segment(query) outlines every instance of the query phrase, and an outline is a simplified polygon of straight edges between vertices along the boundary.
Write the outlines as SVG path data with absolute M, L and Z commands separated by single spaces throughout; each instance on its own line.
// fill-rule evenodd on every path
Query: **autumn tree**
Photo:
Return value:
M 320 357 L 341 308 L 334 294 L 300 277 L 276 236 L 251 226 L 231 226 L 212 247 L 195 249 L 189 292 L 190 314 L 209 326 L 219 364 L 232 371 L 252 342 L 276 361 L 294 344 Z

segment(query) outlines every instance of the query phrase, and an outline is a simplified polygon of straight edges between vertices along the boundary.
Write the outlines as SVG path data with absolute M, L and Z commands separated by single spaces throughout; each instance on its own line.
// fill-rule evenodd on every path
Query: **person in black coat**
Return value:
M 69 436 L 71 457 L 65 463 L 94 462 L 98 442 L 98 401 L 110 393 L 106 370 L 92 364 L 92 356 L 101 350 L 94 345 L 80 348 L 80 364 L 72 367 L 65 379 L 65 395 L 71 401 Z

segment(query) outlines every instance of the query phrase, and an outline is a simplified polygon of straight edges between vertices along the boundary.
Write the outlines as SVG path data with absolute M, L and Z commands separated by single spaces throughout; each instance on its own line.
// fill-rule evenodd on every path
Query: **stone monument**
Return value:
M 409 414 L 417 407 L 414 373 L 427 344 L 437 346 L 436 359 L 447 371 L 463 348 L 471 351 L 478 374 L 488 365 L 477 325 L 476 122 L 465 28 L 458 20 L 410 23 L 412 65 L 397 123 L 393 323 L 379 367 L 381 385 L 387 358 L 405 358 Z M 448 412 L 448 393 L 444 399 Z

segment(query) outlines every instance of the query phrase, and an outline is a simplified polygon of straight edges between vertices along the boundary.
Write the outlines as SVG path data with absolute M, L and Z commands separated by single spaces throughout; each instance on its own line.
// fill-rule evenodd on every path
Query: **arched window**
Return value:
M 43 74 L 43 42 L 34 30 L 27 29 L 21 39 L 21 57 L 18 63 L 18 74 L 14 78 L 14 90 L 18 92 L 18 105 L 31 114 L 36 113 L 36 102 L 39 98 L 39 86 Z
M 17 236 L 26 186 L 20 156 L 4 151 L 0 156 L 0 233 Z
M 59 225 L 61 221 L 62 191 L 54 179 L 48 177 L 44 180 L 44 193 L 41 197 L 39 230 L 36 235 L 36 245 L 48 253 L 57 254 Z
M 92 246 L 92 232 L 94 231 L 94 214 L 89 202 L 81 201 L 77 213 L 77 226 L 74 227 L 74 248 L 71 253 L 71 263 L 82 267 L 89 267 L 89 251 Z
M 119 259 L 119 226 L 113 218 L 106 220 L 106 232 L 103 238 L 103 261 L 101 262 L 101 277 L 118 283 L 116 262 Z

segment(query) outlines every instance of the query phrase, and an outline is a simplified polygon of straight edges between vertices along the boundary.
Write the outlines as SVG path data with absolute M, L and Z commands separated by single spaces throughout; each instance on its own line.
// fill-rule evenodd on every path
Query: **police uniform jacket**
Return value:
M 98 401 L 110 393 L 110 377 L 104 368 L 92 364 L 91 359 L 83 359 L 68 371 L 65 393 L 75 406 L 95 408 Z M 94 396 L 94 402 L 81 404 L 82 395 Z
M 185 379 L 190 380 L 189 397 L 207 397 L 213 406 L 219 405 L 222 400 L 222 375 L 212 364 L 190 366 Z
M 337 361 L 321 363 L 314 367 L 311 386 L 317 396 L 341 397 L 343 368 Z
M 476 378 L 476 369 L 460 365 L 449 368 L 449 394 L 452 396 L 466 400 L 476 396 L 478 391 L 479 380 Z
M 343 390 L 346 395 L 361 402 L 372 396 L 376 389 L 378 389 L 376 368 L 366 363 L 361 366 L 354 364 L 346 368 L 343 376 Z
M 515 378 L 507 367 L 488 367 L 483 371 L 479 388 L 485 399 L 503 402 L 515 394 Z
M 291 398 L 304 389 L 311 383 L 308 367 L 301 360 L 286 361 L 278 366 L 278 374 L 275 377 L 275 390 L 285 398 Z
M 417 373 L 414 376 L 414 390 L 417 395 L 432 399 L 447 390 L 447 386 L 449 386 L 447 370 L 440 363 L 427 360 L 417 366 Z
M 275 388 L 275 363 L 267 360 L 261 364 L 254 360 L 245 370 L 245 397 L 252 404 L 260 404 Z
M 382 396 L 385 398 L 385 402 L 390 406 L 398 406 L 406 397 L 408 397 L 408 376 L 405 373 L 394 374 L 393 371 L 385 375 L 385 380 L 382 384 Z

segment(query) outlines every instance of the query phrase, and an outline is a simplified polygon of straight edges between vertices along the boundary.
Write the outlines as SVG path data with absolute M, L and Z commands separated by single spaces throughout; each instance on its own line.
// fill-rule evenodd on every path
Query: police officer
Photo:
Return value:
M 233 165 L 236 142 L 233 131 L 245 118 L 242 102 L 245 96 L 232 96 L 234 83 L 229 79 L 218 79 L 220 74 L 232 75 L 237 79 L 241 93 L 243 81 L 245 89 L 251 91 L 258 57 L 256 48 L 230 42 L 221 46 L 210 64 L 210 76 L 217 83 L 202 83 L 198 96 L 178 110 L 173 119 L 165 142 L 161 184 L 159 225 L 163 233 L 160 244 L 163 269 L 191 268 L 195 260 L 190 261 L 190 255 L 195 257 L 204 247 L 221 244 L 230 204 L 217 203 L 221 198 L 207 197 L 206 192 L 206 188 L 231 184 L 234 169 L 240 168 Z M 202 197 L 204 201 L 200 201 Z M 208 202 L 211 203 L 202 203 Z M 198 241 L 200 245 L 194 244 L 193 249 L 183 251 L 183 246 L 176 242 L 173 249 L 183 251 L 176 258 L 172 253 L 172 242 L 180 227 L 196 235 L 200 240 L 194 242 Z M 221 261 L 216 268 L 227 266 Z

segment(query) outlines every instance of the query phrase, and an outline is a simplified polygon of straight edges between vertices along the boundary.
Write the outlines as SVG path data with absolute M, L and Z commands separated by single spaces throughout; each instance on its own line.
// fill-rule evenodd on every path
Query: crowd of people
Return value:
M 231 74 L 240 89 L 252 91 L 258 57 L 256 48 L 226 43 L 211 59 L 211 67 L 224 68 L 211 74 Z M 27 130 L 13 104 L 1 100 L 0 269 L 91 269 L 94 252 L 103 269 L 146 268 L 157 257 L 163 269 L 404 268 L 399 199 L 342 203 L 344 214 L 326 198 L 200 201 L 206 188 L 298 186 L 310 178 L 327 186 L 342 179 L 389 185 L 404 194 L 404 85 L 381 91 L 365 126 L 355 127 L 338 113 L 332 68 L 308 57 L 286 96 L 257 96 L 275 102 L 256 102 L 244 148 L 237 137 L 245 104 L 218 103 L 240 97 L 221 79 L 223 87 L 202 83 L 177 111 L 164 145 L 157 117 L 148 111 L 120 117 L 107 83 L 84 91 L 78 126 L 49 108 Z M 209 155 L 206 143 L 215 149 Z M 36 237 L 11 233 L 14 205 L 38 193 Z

> **Request**: Rewrite the lines from the first one through the line containing "M 320 357 L", keeping the requests, and shift every coordinate in the answers by -7.

> **Result of this exercise**:
segment(query) outlines every instance of the query phrase, and an outline is a simplified polygon of straight edges between vertices along the boundary.
Write the outlines as SVG path data with absolute M, L and Z commands separated by single spaces throughout; each instance on its own line.
// fill-rule evenodd on every path
Query: **autumn tree**
Photo:
Return value:
M 313 350 L 334 301 L 327 287 L 293 270 L 269 229 L 244 219 L 224 219 L 205 240 L 188 242 L 182 285 L 183 307 L 202 319 L 212 357 L 225 364 L 245 335 L 269 354 L 287 337 Z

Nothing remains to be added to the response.